Start of AVAILABLE DATA

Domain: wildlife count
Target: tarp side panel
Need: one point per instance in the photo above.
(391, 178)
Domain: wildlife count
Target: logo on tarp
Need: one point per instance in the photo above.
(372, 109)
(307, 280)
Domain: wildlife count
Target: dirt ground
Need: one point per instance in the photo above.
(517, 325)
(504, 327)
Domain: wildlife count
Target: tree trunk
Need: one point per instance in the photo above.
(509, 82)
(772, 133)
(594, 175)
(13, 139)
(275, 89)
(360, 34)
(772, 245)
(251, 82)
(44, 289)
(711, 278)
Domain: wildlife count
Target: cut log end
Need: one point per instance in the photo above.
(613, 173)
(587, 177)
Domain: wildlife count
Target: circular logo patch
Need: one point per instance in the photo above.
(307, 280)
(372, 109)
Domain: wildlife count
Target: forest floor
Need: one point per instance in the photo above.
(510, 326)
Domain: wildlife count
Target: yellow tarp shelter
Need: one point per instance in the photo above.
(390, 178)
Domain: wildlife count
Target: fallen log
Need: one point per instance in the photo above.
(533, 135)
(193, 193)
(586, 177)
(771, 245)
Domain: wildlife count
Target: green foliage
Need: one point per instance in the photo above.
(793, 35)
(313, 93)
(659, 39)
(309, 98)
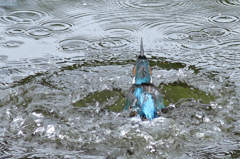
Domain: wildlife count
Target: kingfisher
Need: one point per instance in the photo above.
(143, 97)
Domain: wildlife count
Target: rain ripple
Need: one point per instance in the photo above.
(77, 44)
(147, 4)
(39, 32)
(109, 43)
(228, 2)
(73, 45)
(57, 26)
(15, 31)
(223, 19)
(11, 44)
(23, 17)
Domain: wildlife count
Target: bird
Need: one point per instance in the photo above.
(143, 98)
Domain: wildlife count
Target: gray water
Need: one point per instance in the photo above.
(66, 67)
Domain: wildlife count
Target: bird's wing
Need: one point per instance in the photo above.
(157, 97)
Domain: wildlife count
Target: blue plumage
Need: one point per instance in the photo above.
(143, 96)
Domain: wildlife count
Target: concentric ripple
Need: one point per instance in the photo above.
(11, 44)
(228, 2)
(39, 32)
(72, 45)
(215, 31)
(15, 31)
(223, 19)
(198, 36)
(23, 17)
(156, 4)
(109, 43)
(57, 26)
(3, 57)
(177, 36)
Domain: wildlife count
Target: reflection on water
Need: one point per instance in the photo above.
(66, 67)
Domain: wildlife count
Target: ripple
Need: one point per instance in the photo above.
(228, 2)
(12, 44)
(57, 26)
(157, 4)
(23, 17)
(39, 32)
(15, 31)
(198, 36)
(199, 40)
(72, 45)
(177, 36)
(215, 31)
(231, 45)
(109, 43)
(120, 32)
(223, 19)
(3, 57)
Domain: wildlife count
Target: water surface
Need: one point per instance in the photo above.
(66, 67)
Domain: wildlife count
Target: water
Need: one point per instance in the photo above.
(66, 67)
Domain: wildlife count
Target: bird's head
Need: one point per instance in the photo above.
(141, 71)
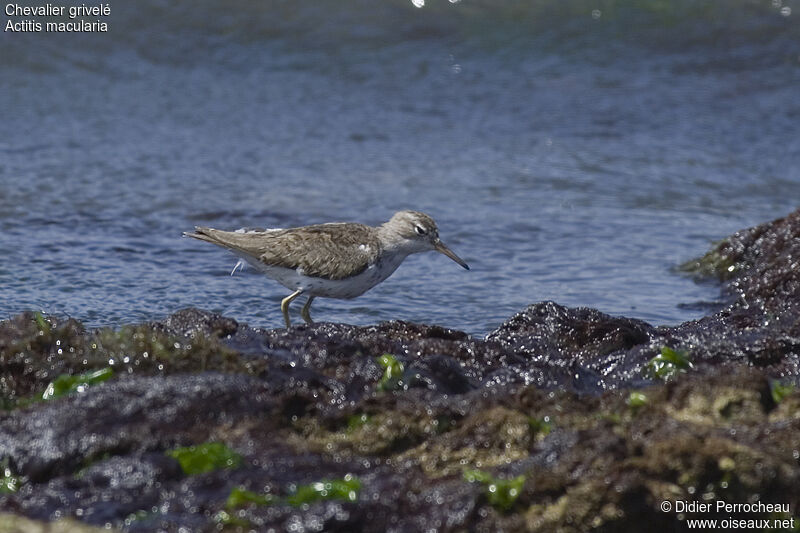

End of AVAILABLE DATA

__WHAT YOU SHOULD DO__.
Go through the entries and retype each one exactly, skipping any image.

__RESPONSE__.
Domain: wildlife count
Target: tarp side panel
Need: one point per instance in the photo above.
(391, 178)
Domain: wildlife count
Target: logo on tarp
Need: one point per instance in the photo above.
(372, 109)
(307, 280)
Domain: wildlife count
Target: dirt ground
Need: one point per instance in the photo above.
(517, 325)
(504, 327)
Domain: wildlife count
Target: tree trunk
Need: one point per instance in the photo above.
(509, 82)
(772, 133)
(594, 175)
(13, 139)
(275, 89)
(360, 34)
(772, 245)
(251, 82)
(44, 289)
(711, 278)
Domain: wildlife count
Target: cut log end
Need: one point per instance in the photo above.
(613, 173)
(587, 177)
Domain: wildlife count
Target: circular logo patch
Need: one point per instance in the photo above.
(307, 280)
(372, 109)
Domain: wildlife count
Target: forest floor
Need: one point per instance in the photo above.
(510, 326)
Domain: wildlife count
Target: yellow tarp shelter
Need: one point per instance in the photo above.
(390, 178)
Domain: wildlife count
Target: fallen log
Need: one point per instance in the photo above.
(533, 135)
(193, 193)
(586, 177)
(771, 245)
Domain: wildlife count
Target: green foliage
Need: one point per instance in the photo above.
(793, 35)
(313, 93)
(659, 39)
(309, 98)
Domain: wildlife count
Target: kingfisher
Need: one point per instance in the photo above.
(143, 97)
Domain: wildlife count
Target: rain ripple
Need: one point per instance in the photo above.
(77, 44)
(147, 4)
(39, 32)
(109, 43)
(228, 2)
(73, 45)
(57, 26)
(15, 31)
(223, 19)
(11, 44)
(23, 17)
Domain: wildlife count
Target: bird
Need: one point per instance in the photo above.
(143, 98)
Domain: wildlife count
Target: gray water
Need: one point per instance in the photo above.
(66, 67)
Domain: wildlife count
Target: bird's wing
Need: one point per instance in the photo above.
(157, 97)
Domain: wildlife count
Target: blue plumage
Need: one point per instance in the photo above.
(143, 96)
Domain: wildlife count
Target: concentric ripple
Need: one point per instance in the photo above.
(11, 44)
(228, 2)
(39, 32)
(72, 45)
(215, 31)
(15, 31)
(223, 19)
(198, 36)
(23, 17)
(156, 4)
(109, 43)
(57, 26)
(3, 57)
(177, 36)
Domain: wildlife count
Target: reflection on water
Need: one point per instance in the photo above.
(66, 67)
Domain: wildlife count
Target: ripple
Need: one point per instance in the photo above.
(228, 2)
(12, 44)
(57, 26)
(157, 4)
(23, 17)
(39, 32)
(15, 31)
(198, 36)
(199, 40)
(72, 45)
(177, 36)
(215, 31)
(231, 45)
(109, 43)
(120, 32)
(223, 19)
(3, 57)
Domain: wildlife count
Target: water surface
Need: one point per instance in the photo above.
(66, 67)
Domain: wildlife count
Target: water
Need: one point per instance in the photo above.
(66, 67)
Domain: wildlife count
Target: bird's head
Need: one point per instance in the photo above.
(141, 71)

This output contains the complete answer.